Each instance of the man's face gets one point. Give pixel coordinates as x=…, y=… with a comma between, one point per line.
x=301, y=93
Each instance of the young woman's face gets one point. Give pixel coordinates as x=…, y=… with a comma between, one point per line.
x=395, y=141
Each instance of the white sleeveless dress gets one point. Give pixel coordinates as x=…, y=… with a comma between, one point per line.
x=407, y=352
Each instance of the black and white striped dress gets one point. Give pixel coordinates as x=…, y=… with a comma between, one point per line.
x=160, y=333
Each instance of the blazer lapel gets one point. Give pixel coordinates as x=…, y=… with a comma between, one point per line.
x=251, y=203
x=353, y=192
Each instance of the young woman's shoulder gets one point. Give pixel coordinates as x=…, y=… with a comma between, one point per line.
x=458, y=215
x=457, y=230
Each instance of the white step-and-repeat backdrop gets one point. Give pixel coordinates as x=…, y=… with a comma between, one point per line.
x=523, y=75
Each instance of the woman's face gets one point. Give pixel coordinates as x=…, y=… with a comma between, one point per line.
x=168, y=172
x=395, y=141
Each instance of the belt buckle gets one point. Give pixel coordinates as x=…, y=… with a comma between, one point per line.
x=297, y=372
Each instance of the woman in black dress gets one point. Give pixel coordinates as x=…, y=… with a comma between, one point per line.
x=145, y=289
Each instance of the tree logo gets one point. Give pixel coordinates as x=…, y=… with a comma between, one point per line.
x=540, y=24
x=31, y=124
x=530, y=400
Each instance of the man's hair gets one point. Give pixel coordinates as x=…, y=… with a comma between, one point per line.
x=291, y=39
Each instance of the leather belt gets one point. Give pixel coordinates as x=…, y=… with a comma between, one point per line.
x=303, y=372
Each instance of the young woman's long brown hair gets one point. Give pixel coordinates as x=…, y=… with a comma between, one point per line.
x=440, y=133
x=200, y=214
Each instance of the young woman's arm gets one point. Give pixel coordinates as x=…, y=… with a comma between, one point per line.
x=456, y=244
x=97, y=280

* * *

Output the line that contains "Each instance of the man's hair", followed by every later line in the listing, with no line omitted and none added.

Each instance of the man's hair gets one point. Give pixel coordinates as x=…, y=… with a comma between, one point per line.
x=291, y=39
Each instance of the leather belt gets one point. Give pixel coordinates as x=…, y=… with a comma between, one point per line.
x=303, y=372
Each instance of the young woman's long brown hair gets one point. Give pixel coordinates as x=…, y=… with a comma between, one point per line.
x=440, y=133
x=200, y=214
Each instance of the young woman's arm gets one point. Give pixel coordinates as x=…, y=… with a comma between, one point per line.
x=456, y=244
x=97, y=280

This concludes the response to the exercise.